### TEXT SECTION
— begin —
Happy New Year! Keeping with tradition, here are some predictions for 2010 in the Microsoft Software space.

2010 will be remembered as a “tipping point” year for three things in the Microsoft space. I am not saying that on December 31st, 2010 you will sit back and say I am right on all of these, but I am saying that by December 31st, 2011 or 2012 you will. That said, 2010 will be the tipping point for:

  • Moving beyond .NET
  • Business Intelligence for the masses
  • The Cloud

Today I will look at the first item and tomorrow I will talk about BI and the Cloud.

Moving beyond .NET

Here are some no brainer predictions. Visual Studio 2010 and .NET 4.0 will ship and a lot of developers will be happy. Microsoft will also be happy since adoption will be high. Here is the not so obvious prediction: 2010 will be the year where .NET begins its decline and its replacement starts to shine.

Huh?

Let’s face it, .NET is old. This summer will mark 10 years since its debut at the 2000 PDC. It’s been in production for 8 years. That is like a century in computer time and a millennium in Internet time. Billy Hollis put it in perspective for me a few weeks ago at dinner: more time has passed since .NET 1.0 to today than between VB 1.0 to VB 6.0. VB 1.0 was introduced in 1991. VB 6.0 was introduced in 1998. That is 7 years. .NET shipped officially 8 years ago in February 2002. (This also means that I have been coding longer in C# than VB, but I digress...)

Second .NET is “hard”. What I mean by hard is that the framework has bloated: there are too many namespaces, too much “legacy”, and too many ways to do the same thing and we have lots of conflicting advice on what “pattern” is the best. Developers are confused if they should use ASP + AJAX or MVC or something else. They are also scared that if they build an app they will be mocked on the latest “expert” blog saying that their implementation of the MVVP pattern is a newbie mistake and they should follow the MVVQXDP pattern. Java and LAMP are no better. PHP on the other hand, once left for dead, is back with a vengeance. Why? It is easy, just like ASP classic. At the end of the day developers just want to get apps written with ease.

So what is going to replace .NET?

Silverlight + RIA Services + DSLs.

While Silverlight looks and smells like .NET, in reality is not. Ever try to use ADO.NET in Silverlight? Do something with data access that is not asynchronous? Silverlight is its own framework that borrows a ton from .NET, but itself sits just outside the full framework.
— end —
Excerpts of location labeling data
— begin —
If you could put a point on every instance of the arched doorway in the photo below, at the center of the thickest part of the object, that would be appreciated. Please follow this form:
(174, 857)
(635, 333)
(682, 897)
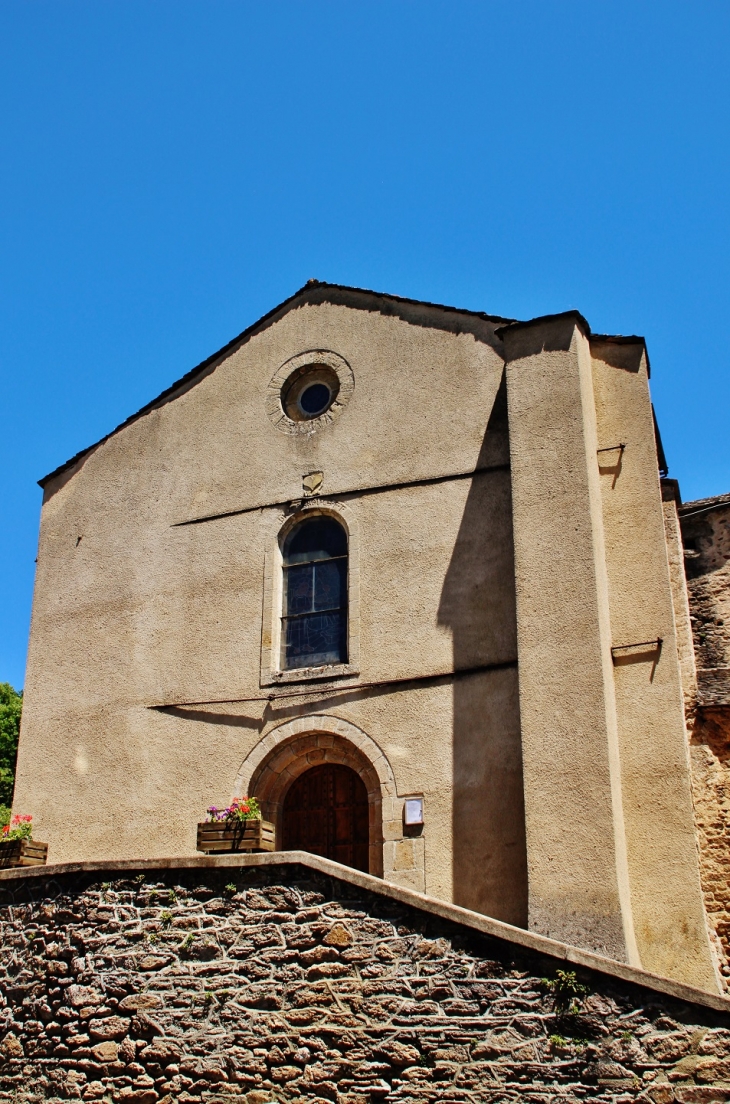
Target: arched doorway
(326, 813)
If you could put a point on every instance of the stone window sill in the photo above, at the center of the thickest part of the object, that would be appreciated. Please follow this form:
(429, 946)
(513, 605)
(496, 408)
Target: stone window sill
(311, 675)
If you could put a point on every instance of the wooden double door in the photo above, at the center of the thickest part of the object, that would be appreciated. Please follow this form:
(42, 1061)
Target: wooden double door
(326, 813)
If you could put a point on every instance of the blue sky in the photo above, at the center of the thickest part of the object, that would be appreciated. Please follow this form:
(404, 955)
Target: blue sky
(171, 169)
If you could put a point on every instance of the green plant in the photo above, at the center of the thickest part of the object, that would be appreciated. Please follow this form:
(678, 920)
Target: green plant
(11, 704)
(241, 808)
(20, 827)
(568, 994)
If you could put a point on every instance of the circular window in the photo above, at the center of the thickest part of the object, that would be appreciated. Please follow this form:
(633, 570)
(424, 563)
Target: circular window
(315, 400)
(309, 391)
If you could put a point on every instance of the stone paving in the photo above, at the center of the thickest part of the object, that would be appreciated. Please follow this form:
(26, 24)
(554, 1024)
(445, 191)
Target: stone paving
(276, 985)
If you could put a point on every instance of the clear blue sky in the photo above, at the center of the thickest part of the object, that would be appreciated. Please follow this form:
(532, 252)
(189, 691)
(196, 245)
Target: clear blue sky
(171, 169)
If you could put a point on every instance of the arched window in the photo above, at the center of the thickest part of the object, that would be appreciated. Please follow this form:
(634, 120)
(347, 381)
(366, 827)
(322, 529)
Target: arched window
(314, 623)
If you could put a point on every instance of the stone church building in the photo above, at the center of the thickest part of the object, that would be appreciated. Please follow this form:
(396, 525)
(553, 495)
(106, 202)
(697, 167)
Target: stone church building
(411, 576)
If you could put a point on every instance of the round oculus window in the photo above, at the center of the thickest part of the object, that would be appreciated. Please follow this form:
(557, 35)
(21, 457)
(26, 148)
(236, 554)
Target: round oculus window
(315, 400)
(309, 392)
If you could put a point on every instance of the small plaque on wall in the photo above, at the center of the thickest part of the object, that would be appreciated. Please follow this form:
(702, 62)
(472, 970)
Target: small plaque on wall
(413, 811)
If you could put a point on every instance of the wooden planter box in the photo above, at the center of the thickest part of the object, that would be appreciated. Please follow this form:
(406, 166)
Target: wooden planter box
(245, 836)
(22, 852)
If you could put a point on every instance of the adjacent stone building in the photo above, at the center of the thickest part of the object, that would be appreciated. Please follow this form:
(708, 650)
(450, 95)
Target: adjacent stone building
(408, 574)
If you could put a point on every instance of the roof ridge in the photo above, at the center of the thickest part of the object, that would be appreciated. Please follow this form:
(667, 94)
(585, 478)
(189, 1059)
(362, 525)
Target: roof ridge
(197, 373)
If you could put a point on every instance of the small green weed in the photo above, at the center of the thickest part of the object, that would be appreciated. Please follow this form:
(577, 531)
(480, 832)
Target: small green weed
(568, 994)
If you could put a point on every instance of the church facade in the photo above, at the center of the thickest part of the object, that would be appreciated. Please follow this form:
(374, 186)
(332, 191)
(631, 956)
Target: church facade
(412, 577)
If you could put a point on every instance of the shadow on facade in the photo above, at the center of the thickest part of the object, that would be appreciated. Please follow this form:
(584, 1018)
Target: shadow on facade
(477, 604)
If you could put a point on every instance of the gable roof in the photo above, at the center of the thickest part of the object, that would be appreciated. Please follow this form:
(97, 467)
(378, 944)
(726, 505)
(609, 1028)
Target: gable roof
(314, 293)
(414, 311)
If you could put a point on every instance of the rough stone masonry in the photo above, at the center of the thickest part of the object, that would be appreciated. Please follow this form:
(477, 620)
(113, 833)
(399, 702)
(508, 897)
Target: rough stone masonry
(278, 980)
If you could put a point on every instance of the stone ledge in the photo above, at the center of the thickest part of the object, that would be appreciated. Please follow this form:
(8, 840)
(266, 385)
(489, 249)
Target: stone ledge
(713, 686)
(476, 922)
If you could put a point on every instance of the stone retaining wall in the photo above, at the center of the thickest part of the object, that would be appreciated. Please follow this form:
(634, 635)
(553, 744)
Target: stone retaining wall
(273, 982)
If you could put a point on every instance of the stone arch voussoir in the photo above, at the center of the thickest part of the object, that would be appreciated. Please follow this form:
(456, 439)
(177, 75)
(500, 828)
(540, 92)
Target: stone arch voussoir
(295, 746)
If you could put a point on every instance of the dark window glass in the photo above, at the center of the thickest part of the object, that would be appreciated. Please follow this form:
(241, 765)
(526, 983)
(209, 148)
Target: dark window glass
(315, 400)
(315, 594)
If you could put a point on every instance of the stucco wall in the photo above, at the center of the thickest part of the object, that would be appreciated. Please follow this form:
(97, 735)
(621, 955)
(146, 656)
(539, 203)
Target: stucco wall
(131, 611)
(499, 569)
(706, 533)
(276, 983)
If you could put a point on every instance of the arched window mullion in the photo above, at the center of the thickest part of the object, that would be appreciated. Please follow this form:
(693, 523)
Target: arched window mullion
— end —
### GIVEN TASK 1
Answer these questions about the predictions post:
(a) In what year was VB 1.0 introduced?
(b) When did .NET ship officially?
(c) What does the post say is going to replace .NET?
### GIVEN TASK 2
List every item the predictions post names as something 2010 will be the tipping point for.
### GIVEN TASK 3
Carry the predictions post forward, starting after its final sentence.
These entries are separate from the predictions post.

### OUTPUT 1
(a) 1991
(b) February 2002
(c) Silverlight + RIA Services + DSLs

### OUTPUT 2
Moving beyond .NET
Business Intelligence for the masses
The Cloud

### OUTPUT 3
Silverlight will continue to evolve into a rich media, cross platform web based application platform with the release of Silverlight 4.0. While 2010 may not be remembered as the year of great Silverlight adoption, SL 4.0 will be remembered as the tipping point, much like VB 3.0 was for the Visual Basic platform. Speaking of VB 3.0, VB 3.0 did not get popular until the “database compatibility layer” shipped. (Wow I am dating myself here!) With VB 3.0 + the “database compatibility layer” or in reality, the JET database engine and DAO, VB moved from being a “toy” to a full fledged programming platform for business. When the db compatibility layer shipped for VB 3.0, adoption was not immediate, but when you look back, it was the one thing that started the VB revolution of building line of business apps.

RIA Services is Silverlight’s database capability layer. Just like Jet and DAO made it easy for a developer to connect to databases, perform CRUD operations, data bind, validate, and do it fast without complicated libraries, RIA Services will allow you to do all of that easily in SIlverlight. Silverlight 4.0 and RIA Services will ship this year, most likely sometime before the summer. I don’t think that at the end of 2010 you will be saying “this was the year of Silverlight and RIA Services” but in a few years when all we do is Silverlight you will remember Silverlight 4.0 and RIA Services as what started the Silverlight revolution in building line of business apps. Purists will say that RIA Services is not elegant and continue to code things manually. That is ok, purists mocked VB too, but just remember that for most of the 90s, VB ruled LOB apps in the enterprise.

You maybe thinking, Silverlight to replace .NET? But it is too close to .NET and has lots of .NET interop, etc, in order to work. (For example, to have RIA Services work you need a .NET server with WCF and EF 4.0, etc.) That means that .NET will be around forever! Well yes and no. Remember back to .NET 1.0, we had to use COM Inerop a lot to get a lot of things done. Or .NET wrappers for Win32 stuff. Not until .NET 2.0 (its 3rd release) did we really develop “pure” .NET applications.

Silverlight will continue to evolve and due to the influence of Ruby (as well as Rails), you will see more dynamic language support and DSL capability built into Silverlight moving forward. In the not too distant future you will start to build your XAML with a DSL: “give me CRUD screen connected to the Customer entity.” Then you will start to use DSLs to build your application’s business rules, workflow and control flow. After that you will build you application’s own meta-language, the equivalent of an API, allowing others to hook right into your application’s logic. What will this DSL/dynamic language be? IronRuby? Something from Oslo? I am not sure. That will be in my predictions next year. :)

Stay tuned for predictions on BI and the Cloud…..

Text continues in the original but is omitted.